Records taken from a dataset:
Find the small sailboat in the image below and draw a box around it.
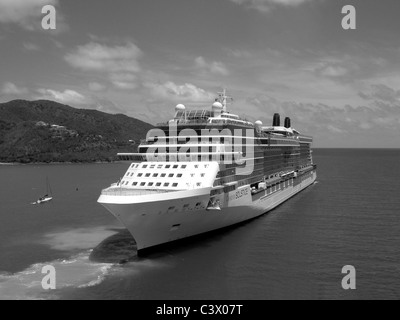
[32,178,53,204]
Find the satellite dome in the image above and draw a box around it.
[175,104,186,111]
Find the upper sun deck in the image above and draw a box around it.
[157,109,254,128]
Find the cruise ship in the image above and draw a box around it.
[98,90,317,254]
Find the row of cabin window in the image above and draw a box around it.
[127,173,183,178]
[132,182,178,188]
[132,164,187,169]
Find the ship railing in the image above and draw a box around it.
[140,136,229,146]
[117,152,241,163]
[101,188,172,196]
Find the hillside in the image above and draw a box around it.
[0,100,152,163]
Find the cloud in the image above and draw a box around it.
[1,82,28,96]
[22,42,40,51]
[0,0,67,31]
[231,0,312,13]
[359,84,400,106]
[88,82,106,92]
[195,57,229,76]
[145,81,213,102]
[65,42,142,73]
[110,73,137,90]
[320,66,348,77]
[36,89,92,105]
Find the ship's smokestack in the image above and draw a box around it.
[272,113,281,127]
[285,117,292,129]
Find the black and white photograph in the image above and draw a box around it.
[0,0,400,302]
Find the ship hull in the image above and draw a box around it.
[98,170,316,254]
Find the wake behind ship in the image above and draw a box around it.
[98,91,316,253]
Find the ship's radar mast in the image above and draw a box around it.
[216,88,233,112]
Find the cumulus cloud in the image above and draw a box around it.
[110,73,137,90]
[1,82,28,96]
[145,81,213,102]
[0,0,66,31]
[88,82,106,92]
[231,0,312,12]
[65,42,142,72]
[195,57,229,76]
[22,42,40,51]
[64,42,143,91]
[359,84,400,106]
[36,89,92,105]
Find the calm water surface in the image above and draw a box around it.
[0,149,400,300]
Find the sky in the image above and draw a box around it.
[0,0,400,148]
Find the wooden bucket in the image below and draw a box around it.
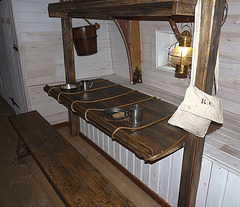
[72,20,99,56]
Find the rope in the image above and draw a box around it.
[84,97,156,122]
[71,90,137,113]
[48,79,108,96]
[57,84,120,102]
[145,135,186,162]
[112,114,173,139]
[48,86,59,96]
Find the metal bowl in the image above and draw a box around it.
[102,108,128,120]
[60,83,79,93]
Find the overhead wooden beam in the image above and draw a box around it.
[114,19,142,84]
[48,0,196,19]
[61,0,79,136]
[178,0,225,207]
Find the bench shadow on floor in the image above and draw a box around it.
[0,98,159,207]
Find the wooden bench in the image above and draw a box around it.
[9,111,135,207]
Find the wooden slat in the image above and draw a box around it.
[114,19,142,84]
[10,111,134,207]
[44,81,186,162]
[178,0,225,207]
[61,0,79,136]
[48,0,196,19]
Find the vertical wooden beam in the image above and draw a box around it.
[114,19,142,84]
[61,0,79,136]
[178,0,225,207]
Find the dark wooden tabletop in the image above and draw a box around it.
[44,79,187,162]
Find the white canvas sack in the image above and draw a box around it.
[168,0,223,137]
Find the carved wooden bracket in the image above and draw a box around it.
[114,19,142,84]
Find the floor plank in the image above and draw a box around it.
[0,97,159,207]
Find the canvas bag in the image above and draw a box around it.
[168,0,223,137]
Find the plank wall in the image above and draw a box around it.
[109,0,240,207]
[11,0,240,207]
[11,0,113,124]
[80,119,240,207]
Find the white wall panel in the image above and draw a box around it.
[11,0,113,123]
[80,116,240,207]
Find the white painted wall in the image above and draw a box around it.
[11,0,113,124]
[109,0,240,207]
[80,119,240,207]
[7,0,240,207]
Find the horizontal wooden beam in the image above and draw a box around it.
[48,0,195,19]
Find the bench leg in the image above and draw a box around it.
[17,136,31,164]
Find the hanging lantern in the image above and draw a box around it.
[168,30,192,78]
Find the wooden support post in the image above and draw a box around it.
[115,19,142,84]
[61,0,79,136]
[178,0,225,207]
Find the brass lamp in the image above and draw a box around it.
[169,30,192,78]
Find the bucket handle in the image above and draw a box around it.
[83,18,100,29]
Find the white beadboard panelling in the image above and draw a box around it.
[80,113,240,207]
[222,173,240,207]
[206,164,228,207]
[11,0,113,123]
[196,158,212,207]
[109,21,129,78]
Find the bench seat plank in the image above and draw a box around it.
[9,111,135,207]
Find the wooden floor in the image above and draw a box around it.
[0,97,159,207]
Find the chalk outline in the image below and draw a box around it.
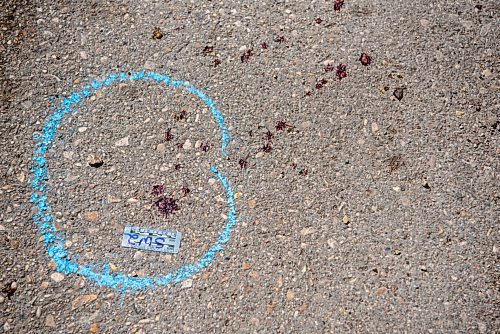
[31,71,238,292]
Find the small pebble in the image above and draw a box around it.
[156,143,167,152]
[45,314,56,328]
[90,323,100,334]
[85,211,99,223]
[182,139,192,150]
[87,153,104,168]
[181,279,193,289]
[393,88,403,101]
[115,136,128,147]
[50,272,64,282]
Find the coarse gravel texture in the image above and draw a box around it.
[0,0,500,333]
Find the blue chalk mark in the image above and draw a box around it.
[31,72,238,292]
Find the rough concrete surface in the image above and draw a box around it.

Exercise description
Can you render all the items above as a numbered list, skipping any blank lines and leaving the pictures out?

Reply to the task
1. Find the small sailboat in the image below and draw a box around it.
2. [32,178,53,204]
3. Find the satellite dome in the image above and draw a box around it.
4. [175,104,186,111]
5. Find the upper sun deck in the image above and draw a box around it.
6. [157,109,254,128]
7. Find the cruise ship in the image above and draw a box around it.
8. [98,90,317,254]
9. Find the row of cabin window in the image above and draw a box around it.
10. [127,173,183,178]
11. [132,182,178,188]
12. [132,164,187,169]
13. Find the ship railing in the image above and draw a box around it.
14. [140,136,229,146]
15. [117,152,241,163]
16. [101,188,172,196]
17. Find the hillside in the image above and draw a box around it.
18. [0,100,152,163]
19. Find the cloud in the image above and draw a box around it.
20. [1,82,28,96]
21. [22,42,40,51]
22. [0,0,67,31]
23. [231,0,312,13]
24. [359,84,400,106]
25. [88,82,106,92]
26. [195,57,229,76]
27. [145,81,213,102]
28. [65,42,142,73]
29. [110,73,137,90]
30. [320,66,348,77]
31. [36,89,92,105]
32. Find the ship's smokestack in the image above and draw a box around it.
33. [272,113,281,127]
34. [285,117,292,129]
35. Find the black and white photograph in the image above and draw a box around it.
36. [0,0,400,302]
37. Find the ship hull in the image above and draw a box around it.
38. [98,170,316,254]
39. Find the wake behind ship in the image above and draw a box around it.
40. [98,91,316,253]
41. Find the ship's radar mast in the image above and draw a box around it.
42. [216,88,233,112]
43. Find the cumulus cloud in the image above and draw a box around it.
44. [110,73,137,90]
45. [1,82,28,96]
46. [145,81,213,102]
47. [0,0,66,31]
48. [88,82,106,92]
49. [231,0,312,12]
50. [65,42,142,72]
51. [195,57,229,76]
52. [22,42,40,51]
53. [64,42,143,91]
54. [359,84,400,106]
55. [36,89,92,105]
56. Find the calm water surface in the image above and draw a box around it.
57. [0,149,400,300]
58. Find the sky in the image above and draw a box around it.
59. [0,0,400,148]
60. Find the wooden bucket in the image below and draw a box around it.
61. [72,20,99,56]
62. Find the rope in the image above and draw a box around it.
63. [84,97,156,122]
64. [71,90,137,113]
65. [48,79,108,96]
66. [57,84,120,102]
67. [145,135,186,162]
68. [112,114,173,139]
69. [48,86,59,96]
70. Find the metal bowl in the image above and draw a box around it.
71. [102,108,128,120]
72. [60,83,79,93]
73. Find the overhead wooden beam in the image above and draw a box around it.
74. [114,19,142,84]
75. [48,0,196,19]
76. [61,0,79,136]
77. [178,0,225,207]
78. Find the bench shadow on floor in the image above and draw a box around it.
79. [0,98,159,207]
80. Find the wooden bench in the image above and draw a box around it.
81. [9,111,135,207]
82. Find the wooden slat in the image above and draw a box around it.
83. [114,19,142,84]
84. [10,111,134,207]
85. [44,81,186,162]
86. [178,0,225,207]
87. [61,0,79,136]
88. [48,0,196,19]
89. Find the vertical wooden beam in the image above and draw a box around it.
90. [114,19,142,84]
91. [61,0,79,136]
92. [178,0,225,207]
93. Find the dark wooden tabletop in the image above and draw a box around it.
94. [44,79,187,162]
95. Find the white canvas sack in the image above and draw a box around it.
96. [168,0,223,137]
97. Find the carved wooden bracket in the image above and draw a box around it.
98. [114,19,142,84]
99. Find the floor plank in the image above and draw a box around it.
100. [0,97,159,207]
101. Find the canvas bag in the image above and draw a box around it.
102. [168,0,223,137]
103. Find the plank wall in the image above and draw a box around it.
104. [109,0,240,207]
105. [11,0,240,207]
106. [11,0,113,124]
107. [80,119,240,207]
108. Find the white wall panel in the image above and draw a box around it.
109. [11,0,113,123]
110. [80,116,240,207]
111. Find the white painted wall in the image above and draw a box around it.
112. [11,0,113,124]
113. [109,0,240,207]
114. [80,119,240,207]
115. [7,0,240,207]
116. Find the horizontal wooden beam in the image above and draw a box around it.
117. [48,0,195,19]
118. Find the bench leg in the image above and draw a box around it.
119. [17,136,31,164]
120. Find the hanging lantern in the image above and draw a box around it.
121. [168,30,192,78]
122. Find the wooden support post in the image above and draw a box around it.
123. [115,19,142,84]
124. [61,0,79,136]
125. [178,0,225,207]
126. Find the brass lamp in the image above and draw a box around it.
127. [169,30,192,78]
128. Find the bucket handle in the image above and draw a box around it.
129. [83,18,100,29]
130. Find the white beadboard panelling in the image above and draw a box around it.
131. [80,113,240,207]
132. [222,173,240,207]
133. [206,164,228,207]
134. [11,0,113,123]
135. [196,158,212,207]
136. [109,21,129,78]
137. Find the bench seat plank in the image above and draw a box around it.
138. [9,111,135,207]
139. Find the wooden floor in the image above and draw a box around it.
140. [0,97,159,207]
141. Find the chalk outline in the image below and draw a box around it.
142. [31,71,238,292]
143. Find the small pebble in the image above and draw a box around it.
144. [156,143,167,152]
145. [45,314,56,328]
146. [90,323,100,334]
147. [85,211,99,223]
148. [182,139,192,150]
149. [87,153,104,168]
150. [181,279,193,289]
151. [393,88,403,101]
152. [115,136,128,147]
153. [50,272,64,282]
154. Find the coarse gravel texture in the image above and draw a box around it.
155. [0,0,500,333]
156. Find the blue chalk mark in the image above and draw a box around it.
157. [31,72,238,292]
158. Find the rough concrete surface in the image above and draw a box around it.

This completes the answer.